The findings could help explain why fears that subclade K might trigger a particularly nasty flu season did not materialise. They also suggest that routinely testing human immunity alongside genetic analyses and animal studies could provide a more complete picture of the threat posed by emerging flu viruses.
At present, WHO’s process for selecting strains to include in seasonal flu vaccines already incorporates data from human serum samples. However, because generating those data is slow and labour-intensive, only relatively small numbers of samples can be analysed. The new high-throughput approach could make it possible to test many more people, across different age groups and populations, providing a far more representative picture of how well existing immunity is likely to protect against emerging strains. “It’s just better data,” Harvey said.
Having developed and validated the approach during the emergence of subclade K, Wu believes future assessments could be delivered much earlier in the flu season, giving health authorities more time to judge the likely threat posed by an emerging strain, inform public health decisions, and communicate the risk more accurately.

--- Problem A ---
List the things that, according to the flu immunity passage, earlier assessments would give health authorities more time to do.
--- Problem B ---
Write the next part of the flu immunity passage, picking up after its final sentence.

--- Dataset excerpts ---
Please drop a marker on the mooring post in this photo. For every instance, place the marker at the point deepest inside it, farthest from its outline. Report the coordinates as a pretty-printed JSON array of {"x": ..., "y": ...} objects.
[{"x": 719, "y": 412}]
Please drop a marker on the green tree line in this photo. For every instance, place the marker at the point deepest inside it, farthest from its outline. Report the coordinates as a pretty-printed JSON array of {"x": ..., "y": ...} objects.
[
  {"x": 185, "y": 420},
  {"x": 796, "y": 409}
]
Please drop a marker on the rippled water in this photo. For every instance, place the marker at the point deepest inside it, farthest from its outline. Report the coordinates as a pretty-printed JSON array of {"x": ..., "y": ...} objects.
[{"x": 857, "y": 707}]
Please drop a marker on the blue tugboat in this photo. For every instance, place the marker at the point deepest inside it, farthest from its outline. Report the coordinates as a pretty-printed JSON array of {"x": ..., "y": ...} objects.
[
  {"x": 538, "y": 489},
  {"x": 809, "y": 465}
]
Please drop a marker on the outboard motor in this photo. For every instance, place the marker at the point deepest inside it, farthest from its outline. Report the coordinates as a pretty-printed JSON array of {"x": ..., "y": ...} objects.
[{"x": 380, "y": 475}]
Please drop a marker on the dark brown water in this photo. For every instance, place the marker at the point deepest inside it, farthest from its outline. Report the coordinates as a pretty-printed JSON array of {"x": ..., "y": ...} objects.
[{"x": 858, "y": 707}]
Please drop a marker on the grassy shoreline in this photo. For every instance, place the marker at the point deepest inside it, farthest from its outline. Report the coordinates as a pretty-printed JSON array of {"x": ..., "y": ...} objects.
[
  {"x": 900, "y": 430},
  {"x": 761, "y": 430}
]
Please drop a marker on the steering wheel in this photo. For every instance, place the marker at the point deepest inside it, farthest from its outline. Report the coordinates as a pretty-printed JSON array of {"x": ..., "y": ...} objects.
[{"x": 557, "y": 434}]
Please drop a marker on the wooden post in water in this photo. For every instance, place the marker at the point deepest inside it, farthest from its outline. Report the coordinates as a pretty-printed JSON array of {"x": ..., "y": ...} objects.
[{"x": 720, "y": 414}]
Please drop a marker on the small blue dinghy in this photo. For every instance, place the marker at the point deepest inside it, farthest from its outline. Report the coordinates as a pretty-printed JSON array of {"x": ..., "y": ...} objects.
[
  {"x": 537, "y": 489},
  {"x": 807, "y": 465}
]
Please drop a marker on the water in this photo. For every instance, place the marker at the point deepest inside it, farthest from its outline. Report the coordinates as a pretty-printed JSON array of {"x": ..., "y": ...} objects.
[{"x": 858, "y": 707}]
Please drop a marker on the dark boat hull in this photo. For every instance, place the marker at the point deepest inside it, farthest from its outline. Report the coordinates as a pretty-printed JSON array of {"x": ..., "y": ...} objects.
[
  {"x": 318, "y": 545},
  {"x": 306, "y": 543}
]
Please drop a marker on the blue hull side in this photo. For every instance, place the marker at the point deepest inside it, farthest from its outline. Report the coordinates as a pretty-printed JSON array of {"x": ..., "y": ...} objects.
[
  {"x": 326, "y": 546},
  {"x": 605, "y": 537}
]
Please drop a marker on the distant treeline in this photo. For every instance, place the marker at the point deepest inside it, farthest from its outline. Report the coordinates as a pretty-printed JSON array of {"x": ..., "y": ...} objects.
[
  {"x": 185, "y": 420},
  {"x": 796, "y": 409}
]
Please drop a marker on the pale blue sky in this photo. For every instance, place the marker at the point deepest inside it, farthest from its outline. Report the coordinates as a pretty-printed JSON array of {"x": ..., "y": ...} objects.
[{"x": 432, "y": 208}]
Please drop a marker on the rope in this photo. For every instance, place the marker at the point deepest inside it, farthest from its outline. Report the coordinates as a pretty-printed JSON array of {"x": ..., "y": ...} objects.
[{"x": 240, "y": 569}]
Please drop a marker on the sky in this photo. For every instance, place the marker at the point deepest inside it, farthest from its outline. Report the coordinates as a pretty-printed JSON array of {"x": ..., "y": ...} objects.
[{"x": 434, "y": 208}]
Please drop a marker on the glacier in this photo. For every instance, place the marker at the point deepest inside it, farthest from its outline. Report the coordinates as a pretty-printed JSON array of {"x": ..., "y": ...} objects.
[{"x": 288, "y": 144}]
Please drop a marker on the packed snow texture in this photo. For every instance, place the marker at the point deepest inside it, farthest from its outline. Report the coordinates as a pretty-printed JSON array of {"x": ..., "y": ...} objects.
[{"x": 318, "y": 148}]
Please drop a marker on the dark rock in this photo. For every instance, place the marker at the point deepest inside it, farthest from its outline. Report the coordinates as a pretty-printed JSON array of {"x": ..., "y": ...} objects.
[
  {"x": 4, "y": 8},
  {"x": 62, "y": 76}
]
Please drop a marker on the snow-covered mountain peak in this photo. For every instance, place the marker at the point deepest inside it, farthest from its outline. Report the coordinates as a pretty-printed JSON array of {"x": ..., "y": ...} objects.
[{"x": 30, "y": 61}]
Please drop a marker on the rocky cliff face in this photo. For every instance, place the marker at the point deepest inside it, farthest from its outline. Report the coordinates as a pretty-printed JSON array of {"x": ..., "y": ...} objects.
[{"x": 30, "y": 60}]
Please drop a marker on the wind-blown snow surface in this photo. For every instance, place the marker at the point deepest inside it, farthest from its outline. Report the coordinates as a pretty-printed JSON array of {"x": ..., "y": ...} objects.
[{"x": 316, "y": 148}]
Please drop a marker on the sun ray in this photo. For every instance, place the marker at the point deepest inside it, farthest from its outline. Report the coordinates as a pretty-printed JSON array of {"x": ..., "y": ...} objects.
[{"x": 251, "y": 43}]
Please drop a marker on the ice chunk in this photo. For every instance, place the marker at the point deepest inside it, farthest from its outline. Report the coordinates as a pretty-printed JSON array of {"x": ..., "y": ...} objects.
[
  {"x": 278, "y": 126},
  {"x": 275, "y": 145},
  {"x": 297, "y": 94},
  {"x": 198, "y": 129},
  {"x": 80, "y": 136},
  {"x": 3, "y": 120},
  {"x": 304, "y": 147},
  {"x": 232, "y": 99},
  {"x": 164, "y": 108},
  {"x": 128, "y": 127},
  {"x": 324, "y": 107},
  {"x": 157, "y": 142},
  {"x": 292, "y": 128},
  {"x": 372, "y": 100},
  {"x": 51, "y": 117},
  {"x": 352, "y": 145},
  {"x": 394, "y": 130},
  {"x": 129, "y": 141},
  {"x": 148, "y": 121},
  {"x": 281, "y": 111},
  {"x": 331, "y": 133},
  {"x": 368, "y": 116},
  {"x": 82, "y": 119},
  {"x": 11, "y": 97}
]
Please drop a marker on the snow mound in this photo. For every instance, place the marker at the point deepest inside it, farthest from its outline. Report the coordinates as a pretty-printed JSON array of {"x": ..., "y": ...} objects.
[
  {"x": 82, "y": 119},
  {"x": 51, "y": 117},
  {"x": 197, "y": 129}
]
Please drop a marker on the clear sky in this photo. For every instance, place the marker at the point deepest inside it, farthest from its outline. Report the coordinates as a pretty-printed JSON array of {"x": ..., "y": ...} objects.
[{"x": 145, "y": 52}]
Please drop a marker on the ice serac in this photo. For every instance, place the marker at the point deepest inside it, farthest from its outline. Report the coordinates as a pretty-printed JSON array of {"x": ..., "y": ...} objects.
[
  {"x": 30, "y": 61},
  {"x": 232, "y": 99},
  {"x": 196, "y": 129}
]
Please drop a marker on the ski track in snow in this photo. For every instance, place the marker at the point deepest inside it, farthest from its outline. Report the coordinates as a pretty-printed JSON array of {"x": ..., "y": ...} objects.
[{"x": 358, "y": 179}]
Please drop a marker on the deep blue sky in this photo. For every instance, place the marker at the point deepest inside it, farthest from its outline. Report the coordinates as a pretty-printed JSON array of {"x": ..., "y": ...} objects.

--- Answer A ---
- Judge the likely threat posed by an emerging strain
- Inform public health decisions
- Communicate the risk more accurately

--- Answer B ---
“We now know exactly what type of samples we need early in the season so that we can generate this data very rapidly,” she said.
The approach could also prove useful in the context of pandemic influenza. For instance, in a separate study, Harvey, Wu and colleagues recently tested serum samples from people who had received the seasonal flu vaccine against H5N1 viruses isolated from infected dairy cattle in the United States. They found little or no cross-neutralising immunity, suggesting that existing seasonal vaccines are unlikely to provide meaningful protection if H5N1 were to begin spreading widely in humans.
The findings also demonstrated how the same high-throughput approach could provide a rapid assessment of existing immunity to newly emerging viruses, helping to guide public health responses during the early stages of a potential pandemic.